**GIVEN TEXT:**
EXODUS OF CZECH ROMA TO U.K. EASING. A total of 195 Romany
families applied for asylum in the U.K. last month, down from
a record 255 families in August, Czech media reported on 26
October. A total of 1,240 Romany families have left for
Britain so far this year. The British Home Office said the
U.K. will not impose visa restrictions on the Czech Republic
for the time being but added that it would continue to
monitor the situation closely. In other news, criminal
charges have been pressed against a Romany woman from Usti
nad Labem. The woman allegedly screamed racist insults at a
group of ethnic Czechs during an argument over the
construction of a wall separating a Romany housing
development from four houses inhabited by ethnic Czechs in
Usti nad Labem. VG

SLOVAKS SUPPORT EU ENTRY. Sixty percent of Slovaks say their
country's entry into the EU would be "useful," while 24
percent say it would be "useless" and 16 percent have no
opinion, according to a poll conducted by the Institute for
Public Opinion Research, cited by TASR on 25 October.

Rows taken from a segmentation dataset
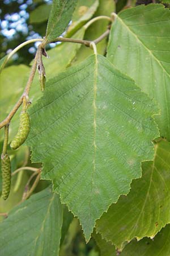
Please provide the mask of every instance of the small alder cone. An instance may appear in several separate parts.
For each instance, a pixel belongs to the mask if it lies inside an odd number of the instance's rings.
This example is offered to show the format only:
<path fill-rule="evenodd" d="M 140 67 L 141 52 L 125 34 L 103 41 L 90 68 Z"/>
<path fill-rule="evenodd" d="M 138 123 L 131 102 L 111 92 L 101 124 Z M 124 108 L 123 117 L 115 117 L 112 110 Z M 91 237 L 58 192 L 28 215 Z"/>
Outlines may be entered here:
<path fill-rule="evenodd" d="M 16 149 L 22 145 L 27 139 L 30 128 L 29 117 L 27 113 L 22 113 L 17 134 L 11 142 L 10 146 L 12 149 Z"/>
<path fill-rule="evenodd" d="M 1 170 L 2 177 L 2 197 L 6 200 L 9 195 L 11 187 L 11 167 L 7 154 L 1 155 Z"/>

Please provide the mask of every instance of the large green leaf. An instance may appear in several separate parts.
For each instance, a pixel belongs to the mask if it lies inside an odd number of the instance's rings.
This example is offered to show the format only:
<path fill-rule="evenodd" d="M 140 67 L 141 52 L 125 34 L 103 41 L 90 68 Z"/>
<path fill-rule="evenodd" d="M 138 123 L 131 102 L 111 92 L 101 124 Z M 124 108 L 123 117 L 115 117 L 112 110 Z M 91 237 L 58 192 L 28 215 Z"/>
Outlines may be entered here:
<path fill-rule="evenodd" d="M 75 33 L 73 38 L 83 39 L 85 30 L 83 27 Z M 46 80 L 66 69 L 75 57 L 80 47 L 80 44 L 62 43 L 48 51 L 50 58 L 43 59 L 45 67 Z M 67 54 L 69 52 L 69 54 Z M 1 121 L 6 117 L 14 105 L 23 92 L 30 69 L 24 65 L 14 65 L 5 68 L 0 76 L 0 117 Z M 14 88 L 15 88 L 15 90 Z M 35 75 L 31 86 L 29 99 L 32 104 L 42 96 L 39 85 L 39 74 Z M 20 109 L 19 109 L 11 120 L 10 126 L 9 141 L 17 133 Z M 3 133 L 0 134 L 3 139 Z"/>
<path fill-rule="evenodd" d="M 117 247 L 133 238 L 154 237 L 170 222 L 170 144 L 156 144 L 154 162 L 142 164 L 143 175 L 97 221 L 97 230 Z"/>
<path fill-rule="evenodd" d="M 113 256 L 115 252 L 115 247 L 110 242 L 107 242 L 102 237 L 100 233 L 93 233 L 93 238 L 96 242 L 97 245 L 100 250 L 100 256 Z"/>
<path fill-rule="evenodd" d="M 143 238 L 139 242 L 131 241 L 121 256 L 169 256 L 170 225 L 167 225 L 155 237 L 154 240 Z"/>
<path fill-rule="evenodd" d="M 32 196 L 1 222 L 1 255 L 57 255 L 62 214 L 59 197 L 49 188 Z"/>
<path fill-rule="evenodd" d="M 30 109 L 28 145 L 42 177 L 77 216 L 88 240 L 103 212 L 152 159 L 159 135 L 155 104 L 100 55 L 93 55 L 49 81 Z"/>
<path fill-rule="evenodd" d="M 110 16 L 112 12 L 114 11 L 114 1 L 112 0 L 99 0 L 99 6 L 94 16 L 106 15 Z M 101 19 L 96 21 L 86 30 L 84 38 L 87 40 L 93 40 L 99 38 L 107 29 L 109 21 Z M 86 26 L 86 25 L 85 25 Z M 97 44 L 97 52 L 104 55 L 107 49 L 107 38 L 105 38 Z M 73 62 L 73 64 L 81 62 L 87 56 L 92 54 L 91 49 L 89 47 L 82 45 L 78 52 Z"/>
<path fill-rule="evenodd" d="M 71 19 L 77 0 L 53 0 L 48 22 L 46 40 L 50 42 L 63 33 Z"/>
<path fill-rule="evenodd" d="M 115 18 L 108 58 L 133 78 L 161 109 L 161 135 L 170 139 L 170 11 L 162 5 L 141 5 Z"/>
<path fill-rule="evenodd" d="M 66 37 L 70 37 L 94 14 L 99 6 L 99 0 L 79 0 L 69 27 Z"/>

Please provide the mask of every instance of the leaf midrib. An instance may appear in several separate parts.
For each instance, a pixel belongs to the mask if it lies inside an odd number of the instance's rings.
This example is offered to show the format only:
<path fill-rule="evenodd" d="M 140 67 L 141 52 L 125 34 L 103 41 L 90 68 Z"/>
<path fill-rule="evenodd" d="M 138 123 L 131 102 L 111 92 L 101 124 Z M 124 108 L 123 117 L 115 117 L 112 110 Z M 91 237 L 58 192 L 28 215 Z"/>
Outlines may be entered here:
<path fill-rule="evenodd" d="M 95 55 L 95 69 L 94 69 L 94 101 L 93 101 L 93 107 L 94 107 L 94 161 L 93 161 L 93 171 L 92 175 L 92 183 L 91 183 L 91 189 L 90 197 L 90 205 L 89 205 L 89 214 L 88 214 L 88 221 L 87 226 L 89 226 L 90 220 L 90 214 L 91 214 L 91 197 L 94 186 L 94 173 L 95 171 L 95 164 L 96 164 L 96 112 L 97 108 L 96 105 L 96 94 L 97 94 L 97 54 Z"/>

==

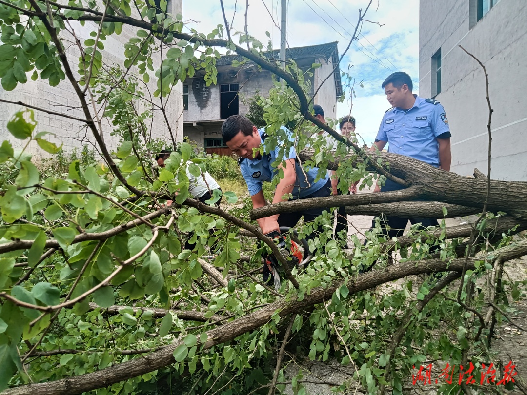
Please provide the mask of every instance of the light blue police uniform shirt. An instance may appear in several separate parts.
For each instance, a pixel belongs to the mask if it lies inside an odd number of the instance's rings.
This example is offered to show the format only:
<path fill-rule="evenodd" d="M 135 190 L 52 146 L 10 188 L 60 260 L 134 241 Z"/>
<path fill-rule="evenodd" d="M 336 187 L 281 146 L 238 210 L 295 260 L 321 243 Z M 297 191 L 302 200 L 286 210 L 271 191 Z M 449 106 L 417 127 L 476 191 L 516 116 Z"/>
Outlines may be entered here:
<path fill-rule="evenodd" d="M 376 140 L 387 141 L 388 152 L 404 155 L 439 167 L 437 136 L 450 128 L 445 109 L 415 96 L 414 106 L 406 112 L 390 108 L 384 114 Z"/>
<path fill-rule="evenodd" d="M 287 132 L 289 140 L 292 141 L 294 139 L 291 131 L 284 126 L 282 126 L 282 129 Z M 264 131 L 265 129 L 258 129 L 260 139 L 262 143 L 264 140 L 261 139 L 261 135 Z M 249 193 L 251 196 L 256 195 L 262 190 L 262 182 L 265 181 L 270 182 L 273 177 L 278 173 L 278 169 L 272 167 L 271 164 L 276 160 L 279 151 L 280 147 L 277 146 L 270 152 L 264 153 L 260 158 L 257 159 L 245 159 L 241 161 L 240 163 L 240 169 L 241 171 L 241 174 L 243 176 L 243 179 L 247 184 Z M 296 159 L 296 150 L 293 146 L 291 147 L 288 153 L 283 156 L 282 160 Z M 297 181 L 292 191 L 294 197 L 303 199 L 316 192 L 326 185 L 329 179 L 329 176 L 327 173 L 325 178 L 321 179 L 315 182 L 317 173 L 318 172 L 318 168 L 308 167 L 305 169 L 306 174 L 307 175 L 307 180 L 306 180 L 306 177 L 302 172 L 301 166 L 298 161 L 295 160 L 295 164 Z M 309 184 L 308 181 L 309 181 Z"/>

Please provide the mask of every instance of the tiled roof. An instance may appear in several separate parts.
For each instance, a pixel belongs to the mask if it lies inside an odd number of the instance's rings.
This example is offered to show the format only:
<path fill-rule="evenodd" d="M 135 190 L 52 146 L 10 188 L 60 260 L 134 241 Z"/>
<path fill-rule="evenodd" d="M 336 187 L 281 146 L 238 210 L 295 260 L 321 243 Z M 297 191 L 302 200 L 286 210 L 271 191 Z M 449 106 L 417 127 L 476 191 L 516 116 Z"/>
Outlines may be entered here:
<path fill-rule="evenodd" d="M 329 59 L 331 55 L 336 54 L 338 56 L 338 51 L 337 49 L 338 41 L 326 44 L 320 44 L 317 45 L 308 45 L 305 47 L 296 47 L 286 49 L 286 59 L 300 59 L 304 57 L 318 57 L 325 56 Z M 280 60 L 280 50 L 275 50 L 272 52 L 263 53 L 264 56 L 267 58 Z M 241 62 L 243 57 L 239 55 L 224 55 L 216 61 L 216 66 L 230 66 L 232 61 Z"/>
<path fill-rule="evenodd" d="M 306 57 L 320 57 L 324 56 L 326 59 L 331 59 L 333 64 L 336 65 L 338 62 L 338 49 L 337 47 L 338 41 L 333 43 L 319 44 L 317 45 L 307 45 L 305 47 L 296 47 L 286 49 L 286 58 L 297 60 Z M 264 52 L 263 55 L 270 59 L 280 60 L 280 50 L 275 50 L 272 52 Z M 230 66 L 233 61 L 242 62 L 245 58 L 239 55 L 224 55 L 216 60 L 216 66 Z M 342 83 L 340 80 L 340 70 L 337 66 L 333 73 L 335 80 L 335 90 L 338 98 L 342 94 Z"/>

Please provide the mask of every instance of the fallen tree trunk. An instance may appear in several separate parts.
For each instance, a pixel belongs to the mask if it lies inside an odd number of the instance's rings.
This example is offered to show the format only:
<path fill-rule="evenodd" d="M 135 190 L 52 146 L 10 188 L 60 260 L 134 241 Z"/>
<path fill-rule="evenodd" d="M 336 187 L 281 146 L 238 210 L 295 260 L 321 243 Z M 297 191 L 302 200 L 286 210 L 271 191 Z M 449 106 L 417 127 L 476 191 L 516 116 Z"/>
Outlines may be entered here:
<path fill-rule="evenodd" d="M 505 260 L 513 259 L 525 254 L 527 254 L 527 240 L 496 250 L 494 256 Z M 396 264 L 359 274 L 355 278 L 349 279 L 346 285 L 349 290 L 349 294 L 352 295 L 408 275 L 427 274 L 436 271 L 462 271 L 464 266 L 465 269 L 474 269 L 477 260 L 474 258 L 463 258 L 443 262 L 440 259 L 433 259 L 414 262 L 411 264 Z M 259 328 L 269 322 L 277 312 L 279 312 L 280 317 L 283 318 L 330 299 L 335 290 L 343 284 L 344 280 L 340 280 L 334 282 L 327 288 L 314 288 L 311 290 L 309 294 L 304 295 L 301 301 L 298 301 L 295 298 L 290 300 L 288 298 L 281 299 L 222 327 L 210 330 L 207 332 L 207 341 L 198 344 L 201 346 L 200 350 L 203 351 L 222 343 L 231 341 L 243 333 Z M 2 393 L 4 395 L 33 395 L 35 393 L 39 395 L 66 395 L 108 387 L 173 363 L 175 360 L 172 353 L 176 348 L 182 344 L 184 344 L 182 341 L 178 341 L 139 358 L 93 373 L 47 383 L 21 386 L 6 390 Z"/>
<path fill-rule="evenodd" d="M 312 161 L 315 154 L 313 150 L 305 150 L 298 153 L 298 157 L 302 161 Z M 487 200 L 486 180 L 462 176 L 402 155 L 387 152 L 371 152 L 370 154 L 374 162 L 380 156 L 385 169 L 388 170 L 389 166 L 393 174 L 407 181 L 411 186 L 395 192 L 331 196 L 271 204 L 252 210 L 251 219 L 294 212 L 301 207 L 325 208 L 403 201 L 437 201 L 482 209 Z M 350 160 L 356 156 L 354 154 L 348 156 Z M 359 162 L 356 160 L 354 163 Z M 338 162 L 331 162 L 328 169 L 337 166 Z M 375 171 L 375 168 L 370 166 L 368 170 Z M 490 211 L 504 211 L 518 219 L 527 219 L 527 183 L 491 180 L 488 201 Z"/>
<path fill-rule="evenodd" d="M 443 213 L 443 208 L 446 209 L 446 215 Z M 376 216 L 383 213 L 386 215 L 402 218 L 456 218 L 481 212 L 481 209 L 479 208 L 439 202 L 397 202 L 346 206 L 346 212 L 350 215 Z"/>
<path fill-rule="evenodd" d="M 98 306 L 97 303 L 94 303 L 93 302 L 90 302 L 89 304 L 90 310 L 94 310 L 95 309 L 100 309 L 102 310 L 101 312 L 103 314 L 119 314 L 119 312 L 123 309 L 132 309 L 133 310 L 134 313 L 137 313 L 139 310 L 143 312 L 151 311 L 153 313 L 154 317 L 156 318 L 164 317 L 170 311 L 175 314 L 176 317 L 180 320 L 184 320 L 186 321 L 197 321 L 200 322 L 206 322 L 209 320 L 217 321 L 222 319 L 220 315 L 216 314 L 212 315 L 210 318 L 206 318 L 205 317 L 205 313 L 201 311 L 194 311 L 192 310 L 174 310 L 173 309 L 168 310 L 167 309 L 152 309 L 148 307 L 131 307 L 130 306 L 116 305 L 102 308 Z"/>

**SHORT PROBLEM A:** Reproduce the records verbatim from the line containing "Please provide the mask of every instance of the leaf" through the line containing "69 L 94 101", with both of those lines included.
**SHORT PROBLEM B:** Carry on the news bulletin about Czech Roma emigration and Slovak EU support, picking up right after its last sentence.
The text and the records have no connection to each other.

**RESULT A:**
Please provide the mask of every instance of the leaf midrib. An instance may appear in several separate parts.
For each instance, a pixel belongs to the mask if it lies inside an odd number of the instance's rings.
This example is offered to show the format only:
<path fill-rule="evenodd" d="M 140 67 L 141 52 L 125 34 L 103 41 L 90 68 Z"/>
<path fill-rule="evenodd" d="M 138 123 L 131 102 L 111 92 L 101 124 Z M 124 108 L 123 117 L 115 117 L 112 110 Z M 91 237 L 58 192 L 28 215 Z"/>
Outlines may be entered here:
<path fill-rule="evenodd" d="M 95 55 L 95 69 L 94 69 L 94 101 L 93 101 L 93 107 L 94 107 L 94 161 L 93 161 L 93 171 L 92 175 L 92 183 L 91 183 L 91 189 L 90 197 L 90 205 L 89 205 L 89 214 L 88 214 L 88 221 L 87 226 L 89 226 L 90 220 L 90 214 L 91 214 L 91 197 L 94 186 L 94 173 L 95 171 L 95 164 L 96 164 L 96 112 L 97 108 L 96 105 L 96 94 L 97 94 L 97 54 Z"/>

**RESULT B:**
Seventy-six percent of respondents said their country
fulfills EU requirements on the protection of the rights of
ethnic minorities, while only 16 percent said it does not.
But 54 percent of respondents said Slovakia meets EU human
rights standards; 36 percent believe it does not. Only 25
percent of Slovaks think their country has a functioning
market economy, compared with 60 percent who say it does not.
VG

MECIAR'S PARTY LEADS POLLS IN SLOVAKIA. Former Prime Minister
Vladimir Meciar's Movement for a Democratic Slovakia received
28 percent support in a recent poll conducted by FOCUS, TASR
reported on 25 October. The Slovak Democratic Coalition and
the Party of the Democratic Left, both key members of the
governing coalition, received 18 percent and 14.5 percent in
the poll, respectively. The extremist Slovak National Party
garnered almost 13 percent support. The parties of the
governing coalition received the combined support of 51.6
percent in the poll, compared with almost 41 percent for the
opposition. VG

'FAST-TRACK' COUNTRIES' FINANCE MINISTERS MEET IN BUDAPEST.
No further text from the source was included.